The request – Pick out every line in the rows below that contains the string "truck" and copy each of those lines. Letter case matters when matching.

>> begin Records to use

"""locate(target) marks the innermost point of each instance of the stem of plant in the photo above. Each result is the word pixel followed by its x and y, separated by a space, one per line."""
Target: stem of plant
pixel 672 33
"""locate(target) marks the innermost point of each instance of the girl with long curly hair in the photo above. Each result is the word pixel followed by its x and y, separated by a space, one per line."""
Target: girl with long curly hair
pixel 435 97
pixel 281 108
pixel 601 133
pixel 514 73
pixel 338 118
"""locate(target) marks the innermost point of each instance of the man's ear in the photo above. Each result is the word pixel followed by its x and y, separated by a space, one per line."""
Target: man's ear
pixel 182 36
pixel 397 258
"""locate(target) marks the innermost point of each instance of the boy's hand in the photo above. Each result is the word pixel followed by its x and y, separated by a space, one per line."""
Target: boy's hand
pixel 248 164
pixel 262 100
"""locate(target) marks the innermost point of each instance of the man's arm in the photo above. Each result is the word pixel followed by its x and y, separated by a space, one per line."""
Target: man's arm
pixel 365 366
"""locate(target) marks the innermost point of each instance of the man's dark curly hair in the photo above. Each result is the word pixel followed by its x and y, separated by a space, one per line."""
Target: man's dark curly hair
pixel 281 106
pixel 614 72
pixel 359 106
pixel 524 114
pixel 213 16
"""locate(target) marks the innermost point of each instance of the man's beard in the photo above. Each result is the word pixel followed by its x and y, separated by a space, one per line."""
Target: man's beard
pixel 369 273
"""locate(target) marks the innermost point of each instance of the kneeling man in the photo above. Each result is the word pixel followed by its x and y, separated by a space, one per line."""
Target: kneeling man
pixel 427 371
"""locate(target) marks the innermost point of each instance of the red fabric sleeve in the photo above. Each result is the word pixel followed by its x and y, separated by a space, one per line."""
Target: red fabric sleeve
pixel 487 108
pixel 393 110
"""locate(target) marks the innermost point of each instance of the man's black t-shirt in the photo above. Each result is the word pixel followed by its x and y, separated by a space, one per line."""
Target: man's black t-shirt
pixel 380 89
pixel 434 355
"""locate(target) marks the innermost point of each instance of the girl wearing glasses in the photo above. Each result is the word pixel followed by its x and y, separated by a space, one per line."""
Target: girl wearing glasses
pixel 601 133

>> end Records to use
>> begin Records to use

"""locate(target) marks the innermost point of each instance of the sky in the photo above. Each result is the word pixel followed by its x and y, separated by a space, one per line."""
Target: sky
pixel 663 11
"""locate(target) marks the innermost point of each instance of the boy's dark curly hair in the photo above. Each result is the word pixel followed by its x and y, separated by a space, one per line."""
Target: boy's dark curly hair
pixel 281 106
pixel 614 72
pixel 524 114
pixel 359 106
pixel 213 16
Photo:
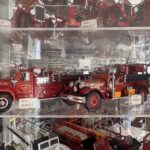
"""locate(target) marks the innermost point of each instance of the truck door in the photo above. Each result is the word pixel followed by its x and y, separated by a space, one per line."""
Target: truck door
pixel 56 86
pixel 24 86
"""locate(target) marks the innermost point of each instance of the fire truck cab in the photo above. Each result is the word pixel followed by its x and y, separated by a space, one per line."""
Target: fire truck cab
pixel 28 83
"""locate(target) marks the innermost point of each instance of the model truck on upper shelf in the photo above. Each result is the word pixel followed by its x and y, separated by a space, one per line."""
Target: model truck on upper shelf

>> end Records to use

Solution –
"""locate(target) marks the innermost point of each instance of the truck door in the photo above. Each result is the word pixel followed by its x and y, separated by a space, one per line."""
Target: truck door
"""locate(target) marks the innermost point of each instance of the fire truck cab in the photo above. Each result is the word pixel followed by its x and y, separated by a space, one per line."""
Target: fire truck cab
"""locate(target) marks the innermost point of each instance of the model truck on upper shelf in the photo above. Each result is the word pixel followed by its x and y, separated by a space, one per line."""
Target: model truck on upper shelf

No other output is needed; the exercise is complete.